## EXERCISE GOAL
Up to and including the line bearing "box: [494, 204, 517, 273]", output every line of the entries exactly as written, starting from the first; pictures stay out.
********
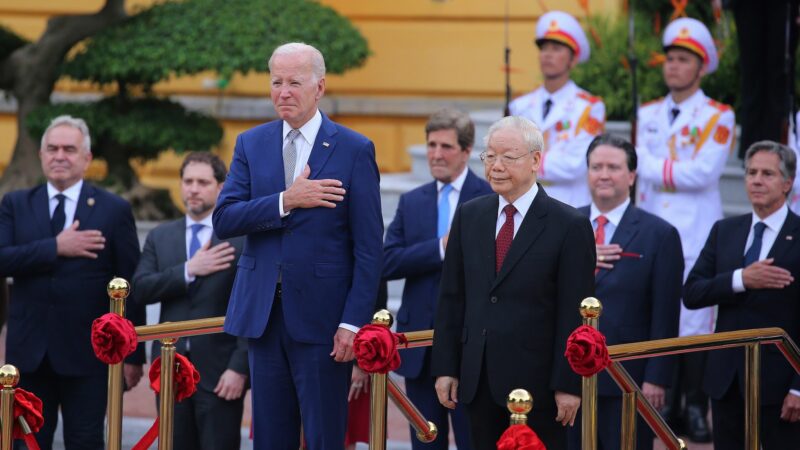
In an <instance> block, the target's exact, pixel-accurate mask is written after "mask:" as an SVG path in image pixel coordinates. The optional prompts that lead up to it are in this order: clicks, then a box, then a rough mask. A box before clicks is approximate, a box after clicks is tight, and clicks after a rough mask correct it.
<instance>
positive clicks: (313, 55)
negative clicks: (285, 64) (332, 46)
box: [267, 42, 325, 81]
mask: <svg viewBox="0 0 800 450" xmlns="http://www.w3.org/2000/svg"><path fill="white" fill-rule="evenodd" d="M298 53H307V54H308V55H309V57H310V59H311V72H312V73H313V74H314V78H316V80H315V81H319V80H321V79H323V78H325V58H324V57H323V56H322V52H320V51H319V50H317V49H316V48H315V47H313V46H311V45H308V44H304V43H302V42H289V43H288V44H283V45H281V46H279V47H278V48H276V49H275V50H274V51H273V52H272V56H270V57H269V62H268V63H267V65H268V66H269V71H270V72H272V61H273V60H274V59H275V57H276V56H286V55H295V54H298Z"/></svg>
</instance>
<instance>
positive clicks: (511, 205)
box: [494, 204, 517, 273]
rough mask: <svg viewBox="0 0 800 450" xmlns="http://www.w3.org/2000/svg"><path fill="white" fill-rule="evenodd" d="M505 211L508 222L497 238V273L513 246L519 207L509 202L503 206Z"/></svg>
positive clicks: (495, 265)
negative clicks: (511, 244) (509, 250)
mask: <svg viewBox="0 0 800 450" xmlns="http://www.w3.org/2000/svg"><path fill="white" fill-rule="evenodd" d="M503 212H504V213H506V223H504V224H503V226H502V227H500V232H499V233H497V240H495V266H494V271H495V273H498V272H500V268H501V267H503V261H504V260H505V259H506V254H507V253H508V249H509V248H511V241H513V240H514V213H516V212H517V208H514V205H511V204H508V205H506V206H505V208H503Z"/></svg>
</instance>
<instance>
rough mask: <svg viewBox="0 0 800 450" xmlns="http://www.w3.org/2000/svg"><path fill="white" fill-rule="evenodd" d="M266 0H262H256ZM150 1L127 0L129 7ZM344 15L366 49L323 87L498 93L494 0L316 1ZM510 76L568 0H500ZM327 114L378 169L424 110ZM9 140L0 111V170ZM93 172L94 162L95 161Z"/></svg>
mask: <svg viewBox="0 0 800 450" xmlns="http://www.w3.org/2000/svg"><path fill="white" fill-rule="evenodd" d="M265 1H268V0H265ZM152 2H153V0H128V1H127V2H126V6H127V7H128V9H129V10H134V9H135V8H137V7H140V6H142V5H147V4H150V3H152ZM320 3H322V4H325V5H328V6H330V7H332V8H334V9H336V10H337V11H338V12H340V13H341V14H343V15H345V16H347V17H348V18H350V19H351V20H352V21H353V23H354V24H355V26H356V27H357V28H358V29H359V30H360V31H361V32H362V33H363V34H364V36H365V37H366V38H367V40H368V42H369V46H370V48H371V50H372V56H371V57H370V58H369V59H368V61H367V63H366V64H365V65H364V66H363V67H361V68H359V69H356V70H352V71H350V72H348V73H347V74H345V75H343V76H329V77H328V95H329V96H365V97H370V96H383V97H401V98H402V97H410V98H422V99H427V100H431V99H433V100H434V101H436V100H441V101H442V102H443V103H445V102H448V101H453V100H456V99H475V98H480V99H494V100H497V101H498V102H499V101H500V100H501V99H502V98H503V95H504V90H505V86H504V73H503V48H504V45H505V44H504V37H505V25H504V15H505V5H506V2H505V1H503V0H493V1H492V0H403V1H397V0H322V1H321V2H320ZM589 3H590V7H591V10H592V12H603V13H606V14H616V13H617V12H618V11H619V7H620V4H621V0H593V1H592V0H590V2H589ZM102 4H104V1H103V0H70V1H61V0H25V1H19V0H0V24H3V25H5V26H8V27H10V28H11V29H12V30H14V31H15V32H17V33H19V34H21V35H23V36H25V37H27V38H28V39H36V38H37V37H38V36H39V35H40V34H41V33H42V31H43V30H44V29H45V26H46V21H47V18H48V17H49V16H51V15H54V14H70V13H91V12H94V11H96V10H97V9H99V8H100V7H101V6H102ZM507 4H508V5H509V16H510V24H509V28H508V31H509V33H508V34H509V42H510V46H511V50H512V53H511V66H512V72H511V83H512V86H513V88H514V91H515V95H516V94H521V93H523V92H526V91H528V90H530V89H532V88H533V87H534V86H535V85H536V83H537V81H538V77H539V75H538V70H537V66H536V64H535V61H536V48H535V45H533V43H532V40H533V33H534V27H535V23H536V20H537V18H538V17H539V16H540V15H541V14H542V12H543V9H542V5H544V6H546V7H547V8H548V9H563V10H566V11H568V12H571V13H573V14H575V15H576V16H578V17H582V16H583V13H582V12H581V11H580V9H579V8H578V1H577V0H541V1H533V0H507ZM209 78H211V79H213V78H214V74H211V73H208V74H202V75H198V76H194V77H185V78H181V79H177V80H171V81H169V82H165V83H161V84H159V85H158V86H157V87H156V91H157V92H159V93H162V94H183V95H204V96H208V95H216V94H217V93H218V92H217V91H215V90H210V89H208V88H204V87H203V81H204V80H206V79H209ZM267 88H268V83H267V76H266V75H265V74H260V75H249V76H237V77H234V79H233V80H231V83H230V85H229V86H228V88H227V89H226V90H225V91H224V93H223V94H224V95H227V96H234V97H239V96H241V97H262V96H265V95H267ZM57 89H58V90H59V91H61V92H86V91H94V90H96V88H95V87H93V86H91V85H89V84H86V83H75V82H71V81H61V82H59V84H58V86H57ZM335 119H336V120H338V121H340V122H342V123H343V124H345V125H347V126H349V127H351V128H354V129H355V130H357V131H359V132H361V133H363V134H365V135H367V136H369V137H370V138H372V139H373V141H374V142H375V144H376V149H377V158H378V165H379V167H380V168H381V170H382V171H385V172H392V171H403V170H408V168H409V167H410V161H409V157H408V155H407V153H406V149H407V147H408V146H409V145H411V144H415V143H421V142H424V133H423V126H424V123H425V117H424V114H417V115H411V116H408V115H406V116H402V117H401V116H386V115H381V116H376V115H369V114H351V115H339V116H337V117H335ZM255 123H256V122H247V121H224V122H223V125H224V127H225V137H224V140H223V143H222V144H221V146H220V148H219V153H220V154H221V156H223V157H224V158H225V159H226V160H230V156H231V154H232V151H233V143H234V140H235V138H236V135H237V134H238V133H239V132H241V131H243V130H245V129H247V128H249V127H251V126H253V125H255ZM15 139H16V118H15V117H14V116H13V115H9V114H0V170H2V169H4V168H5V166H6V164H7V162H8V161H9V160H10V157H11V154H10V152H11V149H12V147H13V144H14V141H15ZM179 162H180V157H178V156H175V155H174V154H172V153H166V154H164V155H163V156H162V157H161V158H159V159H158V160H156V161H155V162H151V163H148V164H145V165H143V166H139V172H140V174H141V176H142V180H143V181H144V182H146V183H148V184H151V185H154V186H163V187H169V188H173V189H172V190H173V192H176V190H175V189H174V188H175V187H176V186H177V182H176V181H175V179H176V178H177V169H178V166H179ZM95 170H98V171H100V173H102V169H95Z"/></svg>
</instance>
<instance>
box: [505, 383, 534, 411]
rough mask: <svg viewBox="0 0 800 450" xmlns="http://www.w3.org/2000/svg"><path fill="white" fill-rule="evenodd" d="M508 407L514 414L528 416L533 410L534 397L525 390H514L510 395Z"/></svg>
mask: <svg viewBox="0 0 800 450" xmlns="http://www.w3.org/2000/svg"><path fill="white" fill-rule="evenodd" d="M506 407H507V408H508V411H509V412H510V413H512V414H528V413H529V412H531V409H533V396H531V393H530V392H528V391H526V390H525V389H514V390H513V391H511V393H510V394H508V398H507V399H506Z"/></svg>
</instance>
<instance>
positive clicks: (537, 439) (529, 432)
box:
********
## RESPONSE TO THIS TASK
In an <instance> block, the target's exact, pixel-accurate mask is written after "mask:" as an SVG path in image pixel coordinates. The optional prompts that lead up to it are in this order: clicks, then a box, then a rough mask. A box before clicks is approximate, a box after clicks is tight, and clicks after a rough mask correct it.
<instance>
positive clicks: (313, 55)
negative clicks: (285, 64) (332, 46)
box: [267, 42, 325, 81]
mask: <svg viewBox="0 0 800 450" xmlns="http://www.w3.org/2000/svg"><path fill="white" fill-rule="evenodd" d="M298 53H307V54H308V55H309V57H310V59H311V72H312V73H313V74H314V78H316V80H315V81H319V80H321V79H323V78H325V58H324V57H323V56H322V52H320V51H319V50H317V49H316V48H315V47H313V46H311V45H308V44H304V43H302V42H289V43H288V44H283V45H281V46H279V47H278V48H276V49H275V50H274V51H273V52H272V56H270V57H269V62H268V63H267V65H268V66H269V71H270V72H272V61H273V60H274V59H275V57H276V56H286V55H295V54H298Z"/></svg>
</instance>
<instance>
positive clicks: (511, 205)
box: [494, 204, 517, 273]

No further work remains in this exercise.